Assigned task:
Go to the line containing "of the petunia" in the records below and print it and every following line exactly, on through the line containing "column 78, row 112", then stop.

= = = = = = =

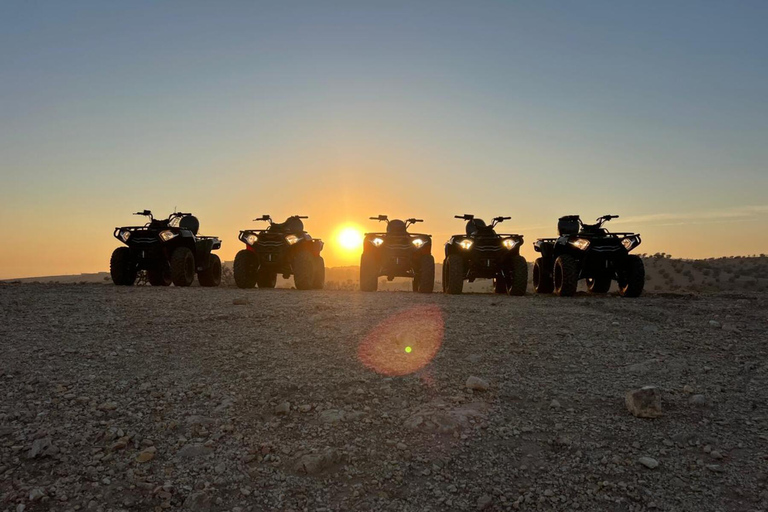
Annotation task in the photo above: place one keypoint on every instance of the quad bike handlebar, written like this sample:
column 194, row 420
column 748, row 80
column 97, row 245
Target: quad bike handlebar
column 385, row 218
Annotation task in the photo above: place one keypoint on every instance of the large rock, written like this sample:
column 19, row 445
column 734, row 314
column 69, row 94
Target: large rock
column 440, row 418
column 314, row 463
column 644, row 402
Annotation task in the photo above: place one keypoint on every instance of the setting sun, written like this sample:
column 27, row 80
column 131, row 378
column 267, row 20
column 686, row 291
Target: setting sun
column 350, row 238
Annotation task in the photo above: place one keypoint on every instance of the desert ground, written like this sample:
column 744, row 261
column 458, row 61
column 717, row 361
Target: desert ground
column 222, row 399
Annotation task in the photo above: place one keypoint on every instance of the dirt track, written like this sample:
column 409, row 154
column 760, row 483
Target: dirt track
column 115, row 398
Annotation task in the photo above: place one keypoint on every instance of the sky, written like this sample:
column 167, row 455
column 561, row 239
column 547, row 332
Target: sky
column 655, row 111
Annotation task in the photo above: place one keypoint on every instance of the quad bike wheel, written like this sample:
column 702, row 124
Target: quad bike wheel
column 160, row 276
column 543, row 281
column 599, row 284
column 566, row 275
column 519, row 283
column 122, row 268
column 303, row 271
column 369, row 277
column 266, row 279
column 455, row 275
column 182, row 266
column 632, row 277
column 426, row 275
column 245, row 269
column 212, row 275
column 318, row 281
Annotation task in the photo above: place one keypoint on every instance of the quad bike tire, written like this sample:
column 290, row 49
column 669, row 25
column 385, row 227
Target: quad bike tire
column 543, row 280
column 318, row 281
column 121, row 267
column 265, row 279
column 160, row 276
column 369, row 275
column 425, row 280
column 211, row 276
column 303, row 271
column 632, row 279
column 182, row 266
column 455, row 274
column 566, row 275
column 599, row 284
column 519, row 283
column 245, row 269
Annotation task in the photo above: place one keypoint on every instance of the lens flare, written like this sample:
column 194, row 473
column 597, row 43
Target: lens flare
column 405, row 342
column 350, row 238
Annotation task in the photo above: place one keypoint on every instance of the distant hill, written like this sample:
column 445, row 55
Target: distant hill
column 663, row 274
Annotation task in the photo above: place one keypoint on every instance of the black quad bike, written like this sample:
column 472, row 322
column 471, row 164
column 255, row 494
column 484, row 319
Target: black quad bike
column 170, row 250
column 283, row 248
column 397, row 253
column 591, row 252
column 483, row 253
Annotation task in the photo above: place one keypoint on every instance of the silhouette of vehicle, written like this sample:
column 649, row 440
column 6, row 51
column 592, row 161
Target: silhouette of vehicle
column 591, row 252
column 481, row 253
column 283, row 248
column 397, row 253
column 170, row 250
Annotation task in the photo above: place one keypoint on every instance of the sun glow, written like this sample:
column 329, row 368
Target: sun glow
column 350, row 238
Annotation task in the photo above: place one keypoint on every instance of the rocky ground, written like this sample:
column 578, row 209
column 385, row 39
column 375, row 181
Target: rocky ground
column 220, row 399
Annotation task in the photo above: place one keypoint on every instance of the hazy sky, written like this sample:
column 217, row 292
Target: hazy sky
column 657, row 111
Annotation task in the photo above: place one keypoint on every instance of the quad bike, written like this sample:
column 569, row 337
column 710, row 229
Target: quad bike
column 283, row 248
column 483, row 253
column 588, row 251
column 397, row 253
column 170, row 251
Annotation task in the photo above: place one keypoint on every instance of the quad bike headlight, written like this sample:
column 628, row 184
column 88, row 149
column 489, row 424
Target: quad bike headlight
column 630, row 242
column 167, row 235
column 509, row 243
column 580, row 243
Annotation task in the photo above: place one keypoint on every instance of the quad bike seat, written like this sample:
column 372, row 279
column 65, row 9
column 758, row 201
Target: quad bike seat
column 475, row 225
column 396, row 227
column 568, row 225
column 291, row 225
column 593, row 229
column 191, row 223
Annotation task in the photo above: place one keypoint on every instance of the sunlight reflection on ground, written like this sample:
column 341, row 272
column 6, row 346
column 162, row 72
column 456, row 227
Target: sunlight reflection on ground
column 405, row 342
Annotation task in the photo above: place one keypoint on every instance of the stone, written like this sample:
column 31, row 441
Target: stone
column 332, row 416
column 314, row 463
column 283, row 409
column 36, row 494
column 648, row 462
column 194, row 450
column 477, row 384
column 699, row 400
column 146, row 454
column 644, row 402
column 437, row 418
column 483, row 502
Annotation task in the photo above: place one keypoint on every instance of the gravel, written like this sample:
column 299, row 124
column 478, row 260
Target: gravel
column 219, row 399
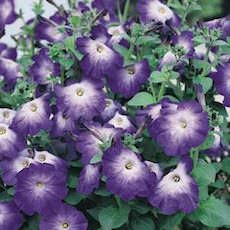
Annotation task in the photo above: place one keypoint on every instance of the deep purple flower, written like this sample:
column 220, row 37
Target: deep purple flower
column 99, row 58
column 62, row 124
column 10, row 142
column 88, row 143
column 222, row 82
column 185, row 40
column 176, row 191
column 154, row 10
column 127, row 176
column 6, row 116
column 11, row 167
column 128, row 80
column 39, row 187
column 180, row 128
column 81, row 100
column 43, row 67
column 7, row 13
column 32, row 117
column 10, row 217
column 89, row 179
column 63, row 217
column 123, row 122
column 48, row 29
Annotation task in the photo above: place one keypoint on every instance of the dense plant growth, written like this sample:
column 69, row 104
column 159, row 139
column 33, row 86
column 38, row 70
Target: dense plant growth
column 112, row 117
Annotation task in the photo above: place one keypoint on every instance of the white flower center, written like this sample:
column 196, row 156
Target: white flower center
column 100, row 49
column 176, row 178
column 42, row 157
column 129, row 165
column 6, row 114
column 162, row 10
column 80, row 92
column 65, row 225
column 33, row 107
column 2, row 130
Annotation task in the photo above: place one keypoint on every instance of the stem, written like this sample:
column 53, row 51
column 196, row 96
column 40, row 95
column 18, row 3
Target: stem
column 126, row 10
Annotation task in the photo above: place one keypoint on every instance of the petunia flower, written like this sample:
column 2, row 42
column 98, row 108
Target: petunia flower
column 63, row 217
column 127, row 176
column 39, row 187
column 84, row 99
column 32, row 117
column 177, row 191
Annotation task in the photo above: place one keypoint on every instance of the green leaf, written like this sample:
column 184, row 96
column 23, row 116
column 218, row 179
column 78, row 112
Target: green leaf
column 205, row 82
column 113, row 217
column 204, row 173
column 213, row 213
column 208, row 143
column 157, row 77
column 74, row 198
column 169, row 222
column 141, row 99
column 143, row 223
column 226, row 165
column 96, row 158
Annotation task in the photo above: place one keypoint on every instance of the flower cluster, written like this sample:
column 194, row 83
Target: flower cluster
column 104, row 109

= = = = = = =

Reply:
Annotation task in the photo above: place one keypoint on every instance of the petunia flower, written like this sample:
column 2, row 42
column 98, row 108
Target: petunia flower
column 63, row 217
column 127, row 176
column 39, row 187
column 84, row 99
column 32, row 117
column 177, row 191
Annotation task in the photo above: place one keypoint on every instance of the green leaf, written like this sample:
column 184, row 96
column 23, row 116
column 218, row 179
column 78, row 112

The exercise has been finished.